Could you write the next part of the essay on the tenth anniversary of 9/11, starting after its last sentence?

--- START OF PASSAGE ---

On a thin rope of hope
One stays alive.
One thinks of suicide.
One laughs machine-like.
– Nishant in Hindi poem ‘Dukh’
The Oxford English Dictionary traces the etymology of the term ‘anniversary’ to the Latin words annus and verto verse, meaning ‘year’ and ‘turn’ respectively. The sense of a celebration probably crept into the expression much later. An anniversary could be a day of commemoration or a memorial event. It could even imply performance of a ritual. The source of the neologism ‘9/11’ needs no elaboration. Since the attack on the Pentagon and the decimation of the towering symbols of free trade in New York at the hands of suicidal warriors who, wielding little more than paper cutters, hijacked planes to crash them into these buildings, the term 9/11 has become a synonym of cataclysm.
The tenth anniversary of that fateful day in 2001 forced us all to reflect over repercussions of that momentous event. The massive forces of destruction unleashed in the wake of 9/11 probably changed the course of history, but the direction and speed of the change is yet unclear. The initial signals, however, are ominous. The wolves of war have begun to sniff their way around the world, and nobody knows who will be their next victim. It might be countries such as Iran, North Korea, Pakistan or any nation-state or individual that the hyperpower decides threatens its interests anywhere in the world.
In the United States of America, 9/11 was remembered with solemnity. Ritualism was evident in the way the most powerful nation in the world marked one of the worst days in its history. Former president George Bush II – who sent his country’s armed forces to occupy Afghanistan, invade Iraq and launch a global ‘war on terror’ – read out an almost forgotten letter from Abraham Lincoln to the mother of five soldiers killed in the line of duty. President Barack Obama, appearing more like a new and improved version of his predecessor rather than the reformist he had promised to be during elections, recited a calming psalm from the Bible.
The tranquil mien of the two most powerful personalities of the past decade, responsible for the greatest number of civilian casualties in the 21st century, cannot be construed simply as self-assurance or even imperial arrogance. The sense of atonement was absent from the entire memorial ceremony that was telecast live worldwide. Apparently, whether he has to beg at home, borrow from the Chinese or rob the Arabs, Uncle Sam will not let go of complete control over the planet without a mighty fight. Deception has always been an integral part of waging wars; just about any ruse will do in future to justify blatant aggression born out of desperation.

--- END OF PASSAGE ---
--- START OF GIVEN RECORDS ---

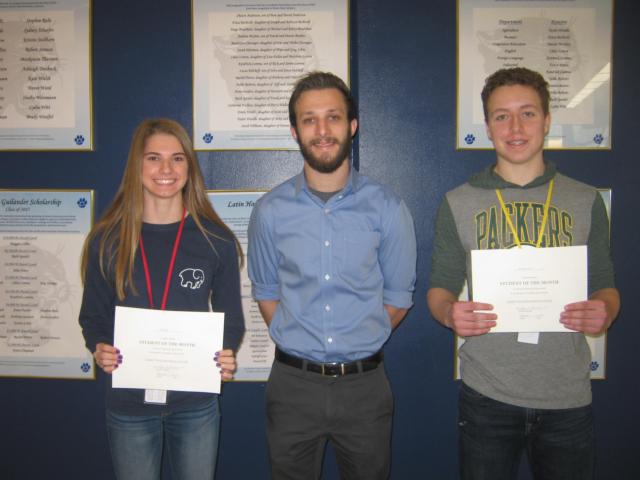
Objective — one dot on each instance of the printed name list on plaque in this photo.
(568, 42)
(247, 56)
(45, 86)
(41, 237)
(257, 351)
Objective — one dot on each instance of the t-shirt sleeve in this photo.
(601, 273)
(449, 258)
(98, 303)
(227, 297)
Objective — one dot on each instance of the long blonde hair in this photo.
(120, 226)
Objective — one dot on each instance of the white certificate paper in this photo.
(168, 350)
(529, 287)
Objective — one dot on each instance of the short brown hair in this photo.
(320, 81)
(515, 76)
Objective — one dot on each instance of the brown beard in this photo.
(326, 166)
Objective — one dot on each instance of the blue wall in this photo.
(404, 73)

--- END OF GIVEN RECORDS ---

▸ RESULT FOR THIS TASK:
The Long War
The 20th century was an American one through and through. Those that dream of an Asian century now would do well to take a reality check: What does the older civilisation have to offer that the New World cannot forcibly take? The Chinese are indeed workshop owners who have to lend to the buyer in order to sell their products, but they have to operate within terms of trade over which they have little or no say. When Japan realised that power flowed from nuclear missiles and patent rights rather than shiploads of consumer durables or chequebooks, they meekly accepted the status quo of geopolitics. The Arabs too will have to make peace on the master’s terms if they are to survive the wars being waged to appropriate their resources. Meanwhile, the technology of fighting wars has become so refined that a victim falls without realising what has hit him.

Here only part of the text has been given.